--- Your task ---
Include no pictures. Output exactly the lines from the one that contains "Target: train headlight" through the final line of the entries.

Point-based annotation data:
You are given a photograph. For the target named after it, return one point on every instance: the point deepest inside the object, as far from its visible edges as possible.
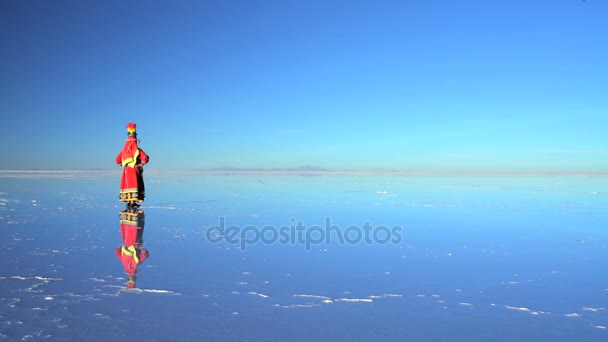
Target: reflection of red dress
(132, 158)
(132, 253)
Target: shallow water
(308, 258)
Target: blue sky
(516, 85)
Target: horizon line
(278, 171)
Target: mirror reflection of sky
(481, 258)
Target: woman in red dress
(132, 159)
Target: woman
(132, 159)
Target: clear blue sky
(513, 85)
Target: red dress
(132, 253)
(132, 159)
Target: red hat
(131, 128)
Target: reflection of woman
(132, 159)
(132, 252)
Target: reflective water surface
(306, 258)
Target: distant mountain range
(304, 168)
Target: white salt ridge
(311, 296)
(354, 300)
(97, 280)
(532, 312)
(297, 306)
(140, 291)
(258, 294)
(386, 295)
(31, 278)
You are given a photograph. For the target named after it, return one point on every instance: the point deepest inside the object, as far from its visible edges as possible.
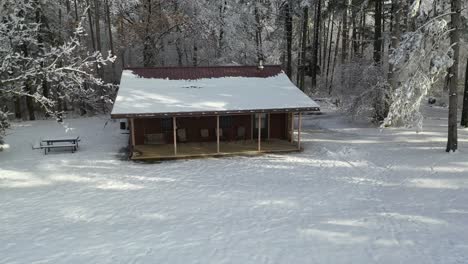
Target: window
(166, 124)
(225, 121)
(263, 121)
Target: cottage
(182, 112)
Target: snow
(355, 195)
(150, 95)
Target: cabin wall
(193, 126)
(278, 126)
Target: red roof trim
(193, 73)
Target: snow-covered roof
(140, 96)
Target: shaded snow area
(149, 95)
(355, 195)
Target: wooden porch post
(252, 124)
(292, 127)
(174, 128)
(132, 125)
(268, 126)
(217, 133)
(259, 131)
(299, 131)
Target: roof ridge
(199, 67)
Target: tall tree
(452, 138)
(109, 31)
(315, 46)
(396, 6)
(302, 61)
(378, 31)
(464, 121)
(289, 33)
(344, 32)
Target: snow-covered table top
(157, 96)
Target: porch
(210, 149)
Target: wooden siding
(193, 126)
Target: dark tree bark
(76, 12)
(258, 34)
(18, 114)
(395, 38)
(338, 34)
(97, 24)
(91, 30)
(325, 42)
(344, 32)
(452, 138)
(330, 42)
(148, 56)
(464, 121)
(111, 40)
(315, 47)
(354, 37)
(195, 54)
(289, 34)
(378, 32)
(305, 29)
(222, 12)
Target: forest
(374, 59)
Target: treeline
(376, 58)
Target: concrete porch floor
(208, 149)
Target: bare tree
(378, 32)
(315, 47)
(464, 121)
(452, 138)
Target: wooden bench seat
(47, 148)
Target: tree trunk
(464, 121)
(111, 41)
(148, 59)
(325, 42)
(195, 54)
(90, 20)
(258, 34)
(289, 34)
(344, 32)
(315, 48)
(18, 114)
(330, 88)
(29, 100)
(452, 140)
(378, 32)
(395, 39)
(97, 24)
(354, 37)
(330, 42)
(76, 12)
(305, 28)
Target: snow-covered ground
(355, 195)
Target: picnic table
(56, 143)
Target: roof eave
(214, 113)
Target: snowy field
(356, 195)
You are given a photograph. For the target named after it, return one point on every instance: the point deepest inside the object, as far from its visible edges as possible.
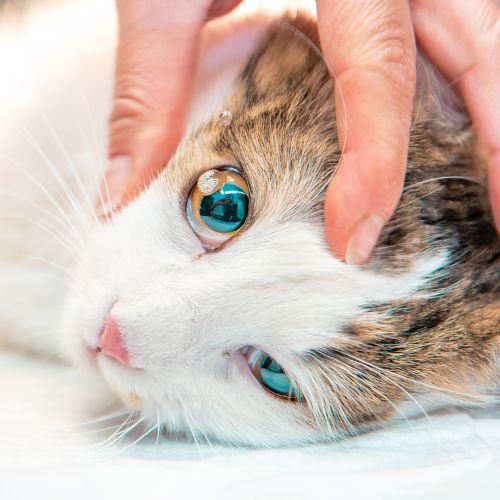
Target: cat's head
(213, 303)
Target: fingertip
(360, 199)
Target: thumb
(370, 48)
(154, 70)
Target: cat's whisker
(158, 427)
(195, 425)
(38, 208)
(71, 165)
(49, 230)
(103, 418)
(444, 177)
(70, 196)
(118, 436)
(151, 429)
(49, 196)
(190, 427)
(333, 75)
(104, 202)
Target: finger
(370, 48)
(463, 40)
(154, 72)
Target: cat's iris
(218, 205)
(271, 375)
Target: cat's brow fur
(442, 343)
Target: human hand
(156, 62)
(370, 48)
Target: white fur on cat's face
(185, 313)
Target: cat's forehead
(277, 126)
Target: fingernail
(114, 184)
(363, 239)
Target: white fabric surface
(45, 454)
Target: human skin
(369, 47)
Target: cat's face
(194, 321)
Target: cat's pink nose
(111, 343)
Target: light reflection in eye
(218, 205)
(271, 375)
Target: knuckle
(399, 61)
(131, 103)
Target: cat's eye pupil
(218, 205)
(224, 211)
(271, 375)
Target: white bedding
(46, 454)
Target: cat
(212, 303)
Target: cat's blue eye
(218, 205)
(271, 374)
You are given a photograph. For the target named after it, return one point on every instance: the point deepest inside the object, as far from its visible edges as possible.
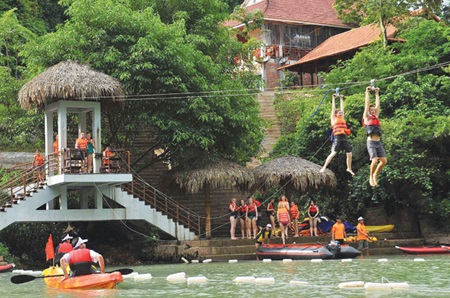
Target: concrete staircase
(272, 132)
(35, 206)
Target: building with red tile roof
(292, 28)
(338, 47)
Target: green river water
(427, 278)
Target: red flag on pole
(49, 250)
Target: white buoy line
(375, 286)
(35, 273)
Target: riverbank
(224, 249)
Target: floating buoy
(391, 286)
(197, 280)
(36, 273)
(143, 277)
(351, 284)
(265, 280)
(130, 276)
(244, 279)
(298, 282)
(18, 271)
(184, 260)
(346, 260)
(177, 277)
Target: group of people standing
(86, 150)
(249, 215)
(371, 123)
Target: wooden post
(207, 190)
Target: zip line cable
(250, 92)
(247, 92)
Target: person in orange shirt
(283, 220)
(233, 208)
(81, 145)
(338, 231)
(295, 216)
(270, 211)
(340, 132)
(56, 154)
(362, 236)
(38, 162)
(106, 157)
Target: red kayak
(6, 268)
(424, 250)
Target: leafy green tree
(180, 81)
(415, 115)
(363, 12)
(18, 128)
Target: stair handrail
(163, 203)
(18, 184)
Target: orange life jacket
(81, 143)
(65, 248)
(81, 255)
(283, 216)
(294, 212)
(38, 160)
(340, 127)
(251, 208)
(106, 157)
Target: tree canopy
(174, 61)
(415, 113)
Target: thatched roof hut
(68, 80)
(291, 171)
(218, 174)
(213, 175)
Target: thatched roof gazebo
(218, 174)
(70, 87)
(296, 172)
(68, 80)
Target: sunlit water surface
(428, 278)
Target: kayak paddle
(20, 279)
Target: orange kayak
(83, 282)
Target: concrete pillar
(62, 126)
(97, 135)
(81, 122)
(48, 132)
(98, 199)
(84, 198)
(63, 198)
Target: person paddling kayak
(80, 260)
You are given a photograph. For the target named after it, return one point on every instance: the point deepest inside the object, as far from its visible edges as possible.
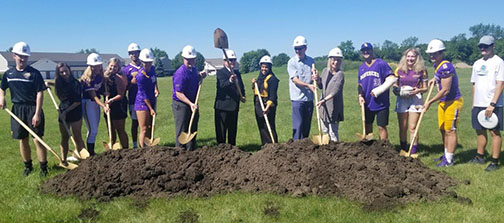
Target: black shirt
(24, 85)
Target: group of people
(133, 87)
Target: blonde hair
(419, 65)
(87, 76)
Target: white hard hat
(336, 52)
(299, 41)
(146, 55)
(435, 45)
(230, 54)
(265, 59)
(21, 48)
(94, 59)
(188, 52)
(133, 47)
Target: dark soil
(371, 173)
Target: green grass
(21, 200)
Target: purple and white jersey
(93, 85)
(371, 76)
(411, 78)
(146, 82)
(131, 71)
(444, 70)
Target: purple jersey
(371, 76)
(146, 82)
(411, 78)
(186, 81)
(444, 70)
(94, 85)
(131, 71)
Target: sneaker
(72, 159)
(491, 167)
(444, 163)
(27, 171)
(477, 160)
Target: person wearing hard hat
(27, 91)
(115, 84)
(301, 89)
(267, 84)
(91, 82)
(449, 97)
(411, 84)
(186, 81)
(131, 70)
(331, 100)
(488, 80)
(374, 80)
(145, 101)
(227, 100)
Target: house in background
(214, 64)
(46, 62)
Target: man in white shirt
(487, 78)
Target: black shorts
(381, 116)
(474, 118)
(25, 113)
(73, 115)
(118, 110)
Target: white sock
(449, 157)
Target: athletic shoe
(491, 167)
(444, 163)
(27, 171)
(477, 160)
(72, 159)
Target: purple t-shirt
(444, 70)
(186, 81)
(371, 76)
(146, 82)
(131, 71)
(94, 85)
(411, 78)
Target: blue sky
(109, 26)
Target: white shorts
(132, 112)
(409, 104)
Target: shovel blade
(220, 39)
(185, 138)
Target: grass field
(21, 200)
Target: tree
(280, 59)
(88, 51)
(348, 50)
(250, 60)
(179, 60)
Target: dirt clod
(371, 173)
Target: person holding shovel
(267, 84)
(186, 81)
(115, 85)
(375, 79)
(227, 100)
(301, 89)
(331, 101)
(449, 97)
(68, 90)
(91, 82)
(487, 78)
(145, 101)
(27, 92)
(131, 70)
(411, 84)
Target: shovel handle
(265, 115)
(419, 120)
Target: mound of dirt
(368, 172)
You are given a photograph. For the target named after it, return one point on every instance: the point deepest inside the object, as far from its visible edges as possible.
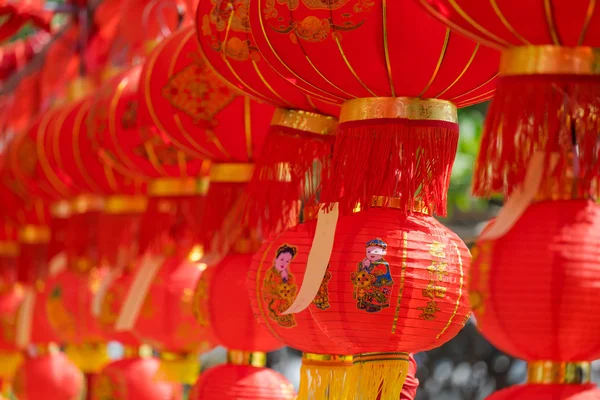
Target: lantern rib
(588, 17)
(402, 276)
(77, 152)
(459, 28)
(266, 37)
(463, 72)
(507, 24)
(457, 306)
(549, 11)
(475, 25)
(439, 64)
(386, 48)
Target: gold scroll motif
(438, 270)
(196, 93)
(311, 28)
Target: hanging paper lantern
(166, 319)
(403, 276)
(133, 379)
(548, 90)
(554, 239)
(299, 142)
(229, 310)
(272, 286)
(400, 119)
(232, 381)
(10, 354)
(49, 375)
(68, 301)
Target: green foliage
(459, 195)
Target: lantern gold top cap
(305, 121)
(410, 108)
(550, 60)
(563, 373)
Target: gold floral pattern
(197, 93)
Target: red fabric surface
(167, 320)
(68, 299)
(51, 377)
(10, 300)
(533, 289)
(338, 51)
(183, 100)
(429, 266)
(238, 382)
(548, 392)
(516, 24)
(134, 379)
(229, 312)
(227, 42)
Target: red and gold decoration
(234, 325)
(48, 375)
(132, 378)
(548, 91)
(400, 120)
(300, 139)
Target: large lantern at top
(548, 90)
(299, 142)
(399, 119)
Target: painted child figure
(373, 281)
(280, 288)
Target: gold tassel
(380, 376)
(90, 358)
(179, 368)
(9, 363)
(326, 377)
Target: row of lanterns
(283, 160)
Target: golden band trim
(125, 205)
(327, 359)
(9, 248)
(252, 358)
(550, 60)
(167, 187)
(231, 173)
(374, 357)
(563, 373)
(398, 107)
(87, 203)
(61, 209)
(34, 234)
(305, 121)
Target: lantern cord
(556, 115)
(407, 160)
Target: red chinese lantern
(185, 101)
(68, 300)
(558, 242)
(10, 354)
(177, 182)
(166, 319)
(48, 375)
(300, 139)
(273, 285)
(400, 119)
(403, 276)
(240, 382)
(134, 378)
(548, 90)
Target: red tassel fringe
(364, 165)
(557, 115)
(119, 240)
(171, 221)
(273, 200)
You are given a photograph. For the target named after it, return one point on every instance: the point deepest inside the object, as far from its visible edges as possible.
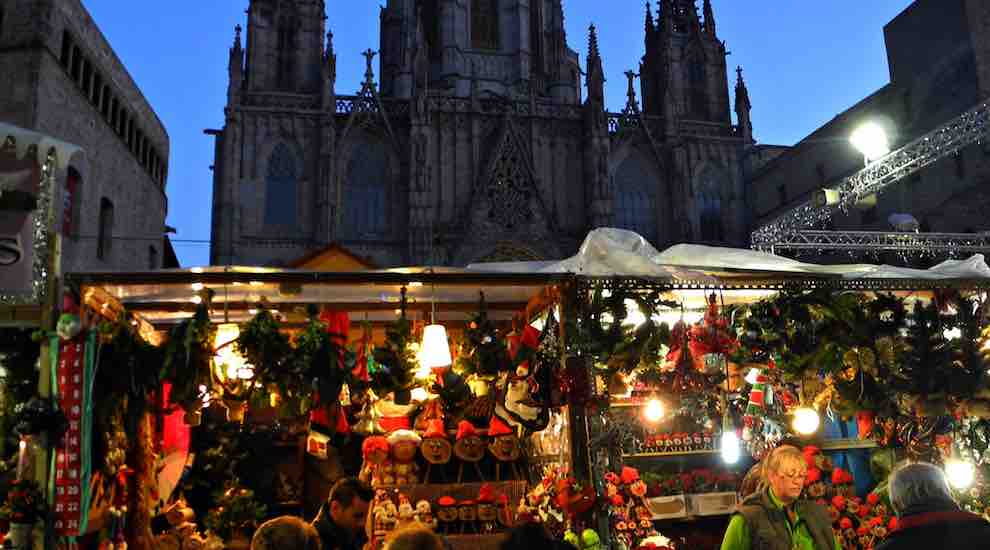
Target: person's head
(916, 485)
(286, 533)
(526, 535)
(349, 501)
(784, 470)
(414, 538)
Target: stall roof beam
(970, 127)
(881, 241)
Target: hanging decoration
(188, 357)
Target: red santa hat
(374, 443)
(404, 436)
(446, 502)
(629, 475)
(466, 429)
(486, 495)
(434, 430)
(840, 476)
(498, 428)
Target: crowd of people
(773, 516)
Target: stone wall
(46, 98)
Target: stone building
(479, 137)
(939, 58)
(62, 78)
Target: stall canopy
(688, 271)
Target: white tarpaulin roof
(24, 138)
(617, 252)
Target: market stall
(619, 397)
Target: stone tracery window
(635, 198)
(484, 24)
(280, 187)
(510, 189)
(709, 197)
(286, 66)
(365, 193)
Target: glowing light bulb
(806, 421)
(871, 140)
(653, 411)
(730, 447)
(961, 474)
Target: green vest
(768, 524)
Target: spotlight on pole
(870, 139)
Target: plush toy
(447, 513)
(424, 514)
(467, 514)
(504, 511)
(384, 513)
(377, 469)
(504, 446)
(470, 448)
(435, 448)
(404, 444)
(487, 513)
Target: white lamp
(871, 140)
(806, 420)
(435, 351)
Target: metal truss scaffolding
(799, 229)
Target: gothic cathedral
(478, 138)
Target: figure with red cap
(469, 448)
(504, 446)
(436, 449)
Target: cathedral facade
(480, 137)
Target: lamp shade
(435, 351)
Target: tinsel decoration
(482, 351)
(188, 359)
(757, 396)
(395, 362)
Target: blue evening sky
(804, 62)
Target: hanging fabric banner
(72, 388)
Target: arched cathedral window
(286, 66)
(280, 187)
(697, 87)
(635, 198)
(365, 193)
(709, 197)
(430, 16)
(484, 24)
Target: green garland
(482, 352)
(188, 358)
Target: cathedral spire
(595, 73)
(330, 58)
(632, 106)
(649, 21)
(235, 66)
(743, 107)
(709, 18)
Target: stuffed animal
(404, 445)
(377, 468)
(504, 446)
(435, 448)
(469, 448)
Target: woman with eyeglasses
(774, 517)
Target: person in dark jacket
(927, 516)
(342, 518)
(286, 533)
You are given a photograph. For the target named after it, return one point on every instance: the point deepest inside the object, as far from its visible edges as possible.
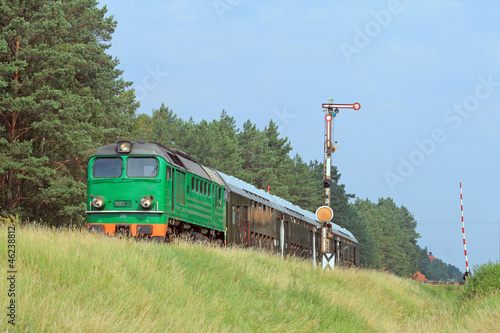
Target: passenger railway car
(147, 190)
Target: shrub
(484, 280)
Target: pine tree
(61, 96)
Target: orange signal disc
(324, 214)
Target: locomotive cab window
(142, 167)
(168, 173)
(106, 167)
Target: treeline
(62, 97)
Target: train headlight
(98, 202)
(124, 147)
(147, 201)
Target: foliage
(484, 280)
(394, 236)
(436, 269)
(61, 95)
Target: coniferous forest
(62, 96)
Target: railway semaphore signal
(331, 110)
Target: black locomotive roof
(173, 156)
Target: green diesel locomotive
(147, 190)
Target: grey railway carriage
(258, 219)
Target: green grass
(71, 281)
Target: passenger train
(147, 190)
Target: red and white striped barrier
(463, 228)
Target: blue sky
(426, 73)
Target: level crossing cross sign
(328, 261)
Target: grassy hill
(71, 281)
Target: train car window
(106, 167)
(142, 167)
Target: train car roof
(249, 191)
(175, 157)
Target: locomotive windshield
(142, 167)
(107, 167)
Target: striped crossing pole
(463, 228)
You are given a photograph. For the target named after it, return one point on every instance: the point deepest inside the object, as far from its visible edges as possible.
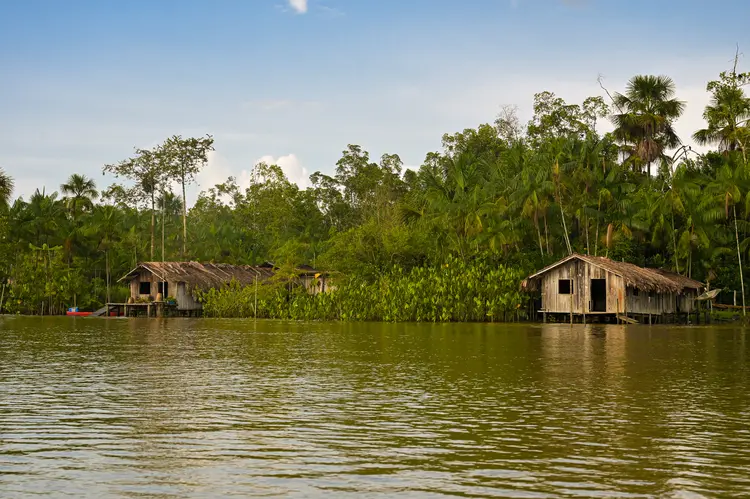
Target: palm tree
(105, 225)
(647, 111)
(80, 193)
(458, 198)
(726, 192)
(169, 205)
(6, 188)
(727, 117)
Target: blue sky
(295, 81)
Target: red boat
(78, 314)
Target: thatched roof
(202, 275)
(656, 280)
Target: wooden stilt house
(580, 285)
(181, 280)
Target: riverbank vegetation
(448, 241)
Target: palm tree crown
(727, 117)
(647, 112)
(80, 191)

--- Solution for this problem ---
Target: train headlight
(98, 202)
(124, 147)
(147, 201)
Target: foliage
(484, 280)
(394, 236)
(436, 269)
(61, 95)
Target: coniferous forest
(62, 96)
Target: railway semaphore signal
(331, 110)
Target: black locomotive roof
(173, 156)
Target: green diesel locomotive
(147, 190)
Target: grey railway carriage
(258, 219)
Target: green grass
(71, 281)
Target: passenger train
(147, 190)
Target: red and white striped barrier
(463, 228)
Target: blue sky
(426, 73)
Target: level crossing cross sign
(328, 261)
Target: grassy hill
(71, 281)
Target: train car window
(106, 167)
(142, 167)
Target: train car roof
(249, 191)
(175, 157)
Target: locomotive windshield
(142, 167)
(107, 167)
Target: striped crossing pole
(463, 228)
You are given a photograph. For the target named after it, return one point on every instance: the point deepest inside the object, as far from its visible edges as possible.
Target: palm tree
(105, 225)
(647, 111)
(80, 193)
(458, 198)
(726, 192)
(169, 205)
(6, 188)
(727, 117)
Target: blue sky
(295, 81)
Target: red boat
(78, 314)
Target: thatched roof
(202, 275)
(656, 280)
Target: wooden stilt house
(580, 285)
(181, 280)
Target: riverbank vegetation
(448, 241)
Target: palm tree crown
(727, 117)
(647, 112)
(80, 191)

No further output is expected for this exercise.